EXERCISE 1:
In the forum thread about IQ3CORP Limited, list each kind of client named after the words "asset management services to".
EXERCISE 2:
Write the next part of the forum thread about IQ3CORP Limited, picking up after its final sentence.

PASSAGE GIVEN:
# IQ3 - IQ3CORP Limited



## System (12 April 2015)

IQ3CORP Limited provides advice to life science companies on mergers and acquisitions, strategic matters, restructuring and capital structure, capital raising and corporate finance, as well as asset management services to corporations, partnerships, institutions, governments, and individuals. 

http://www.iq3corp.com


----------



## Dona Ferentes (11 April 2021)

From the AFR:  ..

https://www.afr.com/companies/healthcare-an...20210407-p57h73

'It was intimidating': when companies sue analysts



> _At 9pm one Friday late last  year, sharemarket analyst Anthony Di Pizio recalls, he took a call from a  lawyer working for a biotechnology outfit he had just slammed in a  report.
> 
> The lawyer was "threatening me with proceedings", Mr Di Pizio told AFR Weekend. "It was absolutely horrible." "It was intimidating."

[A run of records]
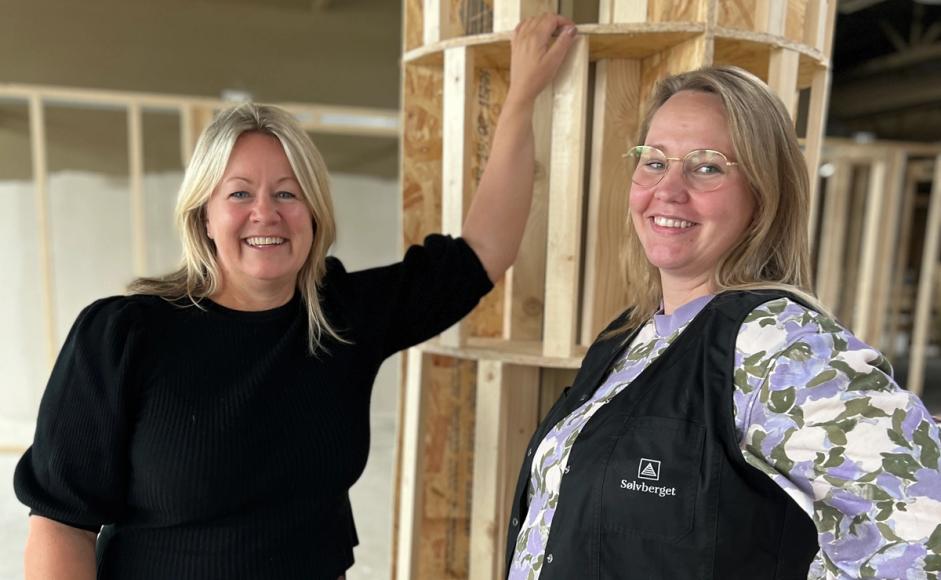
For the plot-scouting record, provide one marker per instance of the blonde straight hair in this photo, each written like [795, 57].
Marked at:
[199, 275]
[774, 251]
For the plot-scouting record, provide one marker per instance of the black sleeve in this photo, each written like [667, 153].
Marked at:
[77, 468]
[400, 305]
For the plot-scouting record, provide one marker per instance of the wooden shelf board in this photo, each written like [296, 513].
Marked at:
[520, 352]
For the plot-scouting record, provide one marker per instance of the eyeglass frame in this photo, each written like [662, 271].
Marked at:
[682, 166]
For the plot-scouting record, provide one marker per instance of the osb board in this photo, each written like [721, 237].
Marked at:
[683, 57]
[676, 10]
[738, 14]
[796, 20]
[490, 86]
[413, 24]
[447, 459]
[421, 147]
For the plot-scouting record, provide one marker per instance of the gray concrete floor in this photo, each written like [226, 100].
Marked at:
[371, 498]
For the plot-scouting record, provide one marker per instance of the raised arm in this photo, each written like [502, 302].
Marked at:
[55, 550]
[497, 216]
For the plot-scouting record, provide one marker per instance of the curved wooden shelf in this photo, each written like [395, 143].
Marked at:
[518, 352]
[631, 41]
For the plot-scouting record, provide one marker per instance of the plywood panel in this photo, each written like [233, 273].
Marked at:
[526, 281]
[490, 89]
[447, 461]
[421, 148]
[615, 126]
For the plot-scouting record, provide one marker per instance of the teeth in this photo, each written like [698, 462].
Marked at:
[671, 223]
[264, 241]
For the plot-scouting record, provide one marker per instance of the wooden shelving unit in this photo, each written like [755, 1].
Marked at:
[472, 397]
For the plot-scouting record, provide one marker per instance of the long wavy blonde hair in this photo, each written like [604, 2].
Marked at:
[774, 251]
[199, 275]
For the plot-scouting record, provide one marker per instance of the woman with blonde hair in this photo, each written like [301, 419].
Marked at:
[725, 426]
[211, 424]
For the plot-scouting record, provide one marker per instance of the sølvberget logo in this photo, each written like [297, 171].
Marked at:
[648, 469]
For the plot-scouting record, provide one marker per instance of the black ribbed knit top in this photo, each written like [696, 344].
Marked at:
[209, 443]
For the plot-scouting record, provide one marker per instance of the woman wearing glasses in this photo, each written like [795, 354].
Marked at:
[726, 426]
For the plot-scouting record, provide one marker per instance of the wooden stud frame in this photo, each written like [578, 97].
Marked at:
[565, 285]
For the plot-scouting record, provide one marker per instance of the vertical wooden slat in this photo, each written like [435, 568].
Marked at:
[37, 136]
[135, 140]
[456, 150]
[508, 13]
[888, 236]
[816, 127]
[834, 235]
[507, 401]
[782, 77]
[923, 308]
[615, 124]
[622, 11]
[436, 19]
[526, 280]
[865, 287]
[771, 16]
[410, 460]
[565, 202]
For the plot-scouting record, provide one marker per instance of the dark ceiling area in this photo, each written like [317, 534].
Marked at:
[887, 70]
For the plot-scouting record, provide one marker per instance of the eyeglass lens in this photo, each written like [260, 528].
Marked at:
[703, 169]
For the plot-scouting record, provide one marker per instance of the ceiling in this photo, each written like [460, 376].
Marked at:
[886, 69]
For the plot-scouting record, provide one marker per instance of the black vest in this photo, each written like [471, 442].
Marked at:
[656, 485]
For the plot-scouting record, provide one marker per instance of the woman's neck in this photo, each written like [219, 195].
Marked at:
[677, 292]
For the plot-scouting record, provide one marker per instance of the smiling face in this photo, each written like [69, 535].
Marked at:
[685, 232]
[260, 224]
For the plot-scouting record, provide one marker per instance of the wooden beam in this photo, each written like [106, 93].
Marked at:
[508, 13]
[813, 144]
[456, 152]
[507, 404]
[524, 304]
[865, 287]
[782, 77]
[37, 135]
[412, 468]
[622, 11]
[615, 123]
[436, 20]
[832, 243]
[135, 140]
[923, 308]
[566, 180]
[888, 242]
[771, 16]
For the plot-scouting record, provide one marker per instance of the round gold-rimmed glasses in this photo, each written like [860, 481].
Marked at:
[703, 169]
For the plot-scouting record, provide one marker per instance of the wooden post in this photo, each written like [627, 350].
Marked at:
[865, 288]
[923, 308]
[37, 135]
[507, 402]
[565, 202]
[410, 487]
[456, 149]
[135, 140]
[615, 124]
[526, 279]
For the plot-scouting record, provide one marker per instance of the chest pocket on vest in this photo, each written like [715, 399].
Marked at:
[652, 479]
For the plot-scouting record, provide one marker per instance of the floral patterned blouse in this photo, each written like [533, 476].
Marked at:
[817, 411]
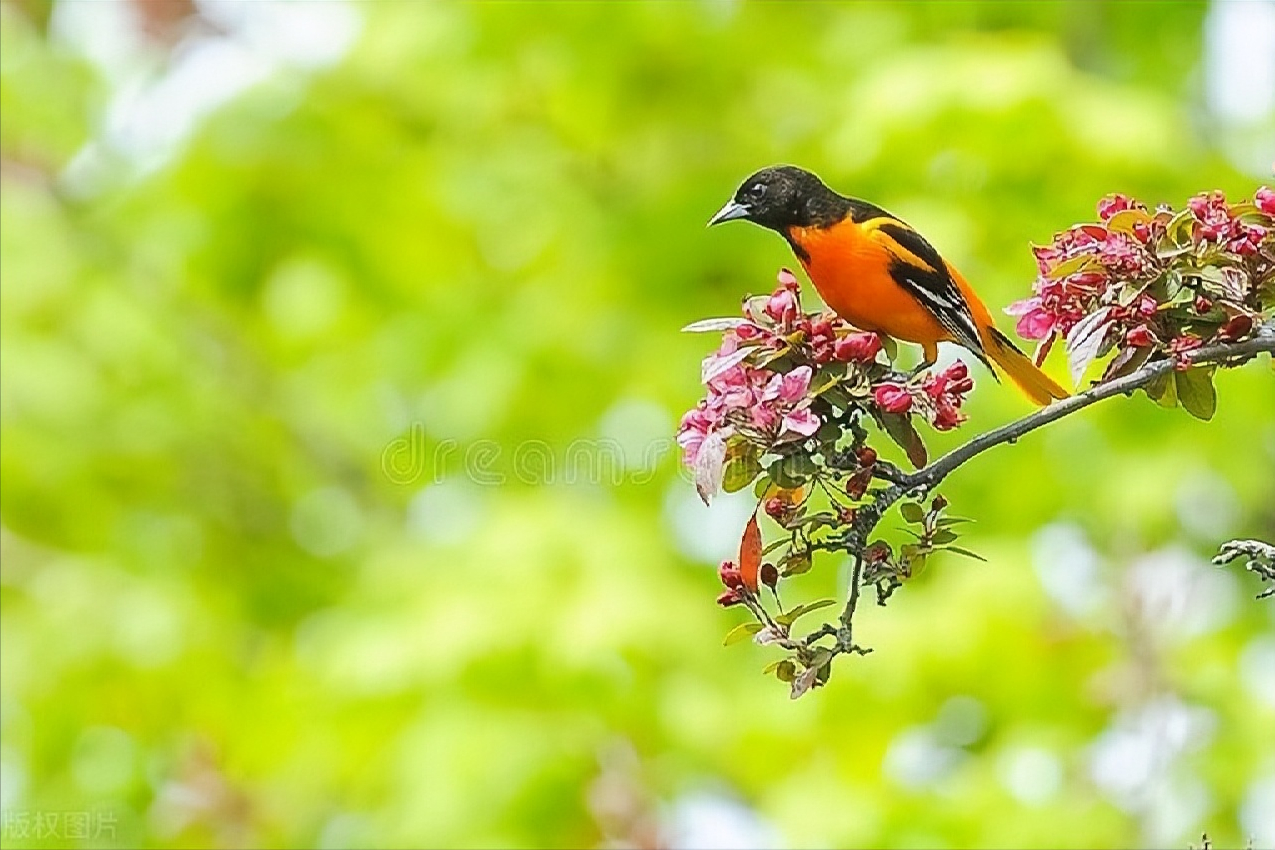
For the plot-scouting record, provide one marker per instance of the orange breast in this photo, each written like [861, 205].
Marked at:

EXPECTED ANSWER 1:
Corporations, partnerships, institutions, governments, individuals

EXPECTED ANSWER 2:
> 
> ...


----------



## Dona Ferentes (11 March 2022)

and bye-bye


> iQ3Corp Ltd (Administrators appointed) (ASX: IQ3) has *entered voluntary administration*, with the Company’s Board of Directors today appointing Mark Robinson, Antony Resnick, and Riad Tayeh of de Vries Tayeh as joint and several voluntary administrators (Administrators) pursuant to section 436A of the Corporations Act 2001.



iQ Group’s four listed companies in Australia are under administration: ASX-listed iQ3 Corp and Farmaforce, and NSX-listed iQ Group Global Ltd and iQx.

*and from the above story*


Dona Ferentes said:


> From the AFR:  ..
> 'It was intimidating': when companies sue analysts



Mr Di Pizio had defended the matter and it was dismissed.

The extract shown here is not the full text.